(Point-per-instance localization data)
========================

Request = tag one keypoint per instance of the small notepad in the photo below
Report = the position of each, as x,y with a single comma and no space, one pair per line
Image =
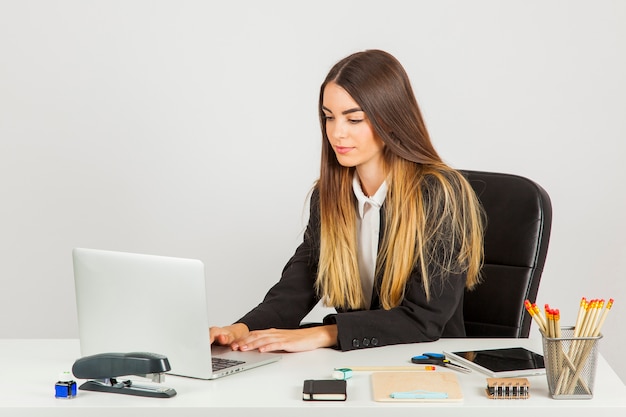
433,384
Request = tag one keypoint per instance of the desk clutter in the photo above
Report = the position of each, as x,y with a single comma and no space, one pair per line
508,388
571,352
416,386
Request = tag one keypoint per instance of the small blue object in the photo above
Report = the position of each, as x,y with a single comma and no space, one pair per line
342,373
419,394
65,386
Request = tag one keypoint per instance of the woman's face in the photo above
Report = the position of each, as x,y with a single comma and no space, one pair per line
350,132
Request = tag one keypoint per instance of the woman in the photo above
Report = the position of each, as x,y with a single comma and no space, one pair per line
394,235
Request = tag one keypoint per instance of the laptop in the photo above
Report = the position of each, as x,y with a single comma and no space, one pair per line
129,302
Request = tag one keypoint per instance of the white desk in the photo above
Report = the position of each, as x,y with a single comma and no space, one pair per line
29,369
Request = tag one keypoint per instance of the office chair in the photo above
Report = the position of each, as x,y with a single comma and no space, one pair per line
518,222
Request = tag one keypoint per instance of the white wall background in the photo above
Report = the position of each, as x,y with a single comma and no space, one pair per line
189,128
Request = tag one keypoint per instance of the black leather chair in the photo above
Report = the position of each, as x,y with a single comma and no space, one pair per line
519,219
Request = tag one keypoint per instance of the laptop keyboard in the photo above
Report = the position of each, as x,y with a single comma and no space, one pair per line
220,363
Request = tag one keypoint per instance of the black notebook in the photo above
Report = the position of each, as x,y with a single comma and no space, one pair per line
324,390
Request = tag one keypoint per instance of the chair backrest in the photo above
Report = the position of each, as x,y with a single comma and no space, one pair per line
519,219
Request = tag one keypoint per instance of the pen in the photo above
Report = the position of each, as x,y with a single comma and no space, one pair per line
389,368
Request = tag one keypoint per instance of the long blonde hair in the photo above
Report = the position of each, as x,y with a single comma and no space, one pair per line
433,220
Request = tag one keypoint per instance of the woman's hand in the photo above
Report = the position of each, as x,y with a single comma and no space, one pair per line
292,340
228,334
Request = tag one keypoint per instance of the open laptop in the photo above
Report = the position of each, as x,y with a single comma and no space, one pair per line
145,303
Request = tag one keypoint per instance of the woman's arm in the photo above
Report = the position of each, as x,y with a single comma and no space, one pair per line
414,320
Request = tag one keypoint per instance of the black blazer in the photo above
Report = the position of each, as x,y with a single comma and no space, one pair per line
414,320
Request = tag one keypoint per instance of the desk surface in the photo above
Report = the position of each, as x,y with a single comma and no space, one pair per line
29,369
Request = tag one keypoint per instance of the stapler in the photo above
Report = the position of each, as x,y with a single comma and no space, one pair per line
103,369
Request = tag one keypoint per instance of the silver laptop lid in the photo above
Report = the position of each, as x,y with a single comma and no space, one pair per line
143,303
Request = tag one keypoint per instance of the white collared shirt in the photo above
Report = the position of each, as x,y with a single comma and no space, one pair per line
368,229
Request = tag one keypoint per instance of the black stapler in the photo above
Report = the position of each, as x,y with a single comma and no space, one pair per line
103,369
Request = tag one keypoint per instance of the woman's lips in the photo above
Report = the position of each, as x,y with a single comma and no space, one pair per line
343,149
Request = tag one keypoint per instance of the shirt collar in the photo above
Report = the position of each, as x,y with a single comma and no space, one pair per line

========================

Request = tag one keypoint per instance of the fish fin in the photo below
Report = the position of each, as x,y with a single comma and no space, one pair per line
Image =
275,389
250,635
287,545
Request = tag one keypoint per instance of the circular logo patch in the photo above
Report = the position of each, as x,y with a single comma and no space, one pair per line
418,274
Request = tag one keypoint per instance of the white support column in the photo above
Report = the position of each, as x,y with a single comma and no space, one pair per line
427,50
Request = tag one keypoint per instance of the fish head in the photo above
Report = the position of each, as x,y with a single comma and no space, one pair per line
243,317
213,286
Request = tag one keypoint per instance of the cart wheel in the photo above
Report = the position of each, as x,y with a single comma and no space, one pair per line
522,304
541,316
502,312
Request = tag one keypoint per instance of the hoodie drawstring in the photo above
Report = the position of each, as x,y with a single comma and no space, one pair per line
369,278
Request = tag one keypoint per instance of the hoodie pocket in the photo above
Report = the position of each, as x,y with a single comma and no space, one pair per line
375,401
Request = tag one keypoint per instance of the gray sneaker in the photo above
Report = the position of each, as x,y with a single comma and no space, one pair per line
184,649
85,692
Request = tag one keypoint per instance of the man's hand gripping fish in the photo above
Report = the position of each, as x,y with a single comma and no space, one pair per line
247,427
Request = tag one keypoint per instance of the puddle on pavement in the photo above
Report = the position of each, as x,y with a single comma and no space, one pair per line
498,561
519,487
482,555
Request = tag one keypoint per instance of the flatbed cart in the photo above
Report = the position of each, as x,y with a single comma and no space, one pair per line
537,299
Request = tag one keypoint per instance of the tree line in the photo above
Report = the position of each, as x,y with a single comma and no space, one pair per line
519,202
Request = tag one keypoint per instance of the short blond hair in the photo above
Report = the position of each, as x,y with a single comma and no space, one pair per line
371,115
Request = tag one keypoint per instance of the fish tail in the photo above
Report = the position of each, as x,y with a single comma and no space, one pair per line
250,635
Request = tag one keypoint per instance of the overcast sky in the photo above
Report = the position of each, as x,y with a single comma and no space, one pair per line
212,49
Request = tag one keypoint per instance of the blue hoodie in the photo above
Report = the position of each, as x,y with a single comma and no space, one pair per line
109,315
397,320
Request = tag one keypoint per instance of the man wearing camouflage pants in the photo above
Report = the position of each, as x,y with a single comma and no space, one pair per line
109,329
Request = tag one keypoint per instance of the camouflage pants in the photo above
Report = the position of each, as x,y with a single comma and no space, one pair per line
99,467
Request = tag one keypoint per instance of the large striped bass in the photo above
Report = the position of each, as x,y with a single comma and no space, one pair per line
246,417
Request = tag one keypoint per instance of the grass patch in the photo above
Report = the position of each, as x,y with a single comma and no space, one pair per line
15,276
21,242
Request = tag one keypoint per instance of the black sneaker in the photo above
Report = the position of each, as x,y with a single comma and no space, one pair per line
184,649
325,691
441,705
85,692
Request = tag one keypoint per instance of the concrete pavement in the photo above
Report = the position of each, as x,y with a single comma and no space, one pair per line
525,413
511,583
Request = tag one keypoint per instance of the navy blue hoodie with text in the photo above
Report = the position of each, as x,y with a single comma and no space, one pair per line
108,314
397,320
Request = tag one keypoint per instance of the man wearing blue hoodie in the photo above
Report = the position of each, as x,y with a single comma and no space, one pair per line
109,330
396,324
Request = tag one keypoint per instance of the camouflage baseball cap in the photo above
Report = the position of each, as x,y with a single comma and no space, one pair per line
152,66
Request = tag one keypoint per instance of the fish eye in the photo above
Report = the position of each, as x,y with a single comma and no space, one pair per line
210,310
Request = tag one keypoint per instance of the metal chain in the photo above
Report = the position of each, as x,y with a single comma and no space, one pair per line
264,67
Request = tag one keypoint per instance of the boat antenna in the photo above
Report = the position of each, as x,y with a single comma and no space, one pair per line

========================

TRY IT = Using the records above, print exactly the run of lines that starts with the line with "Request = tag one keypoint per instance of the small notepad" and goes on through the line with "Request = tag one keypoint per instance of the desk clutter", pictures excluded.

RESPONSE TO THIS TASK =
Request = tag one keypoint per instance of the small notepad in the photo below
Report = the position of each, as x,y with a single comma and no space, one pair per line
Image =
433,384
Request = tag one keypoint per instance of the desk clutter in the photo above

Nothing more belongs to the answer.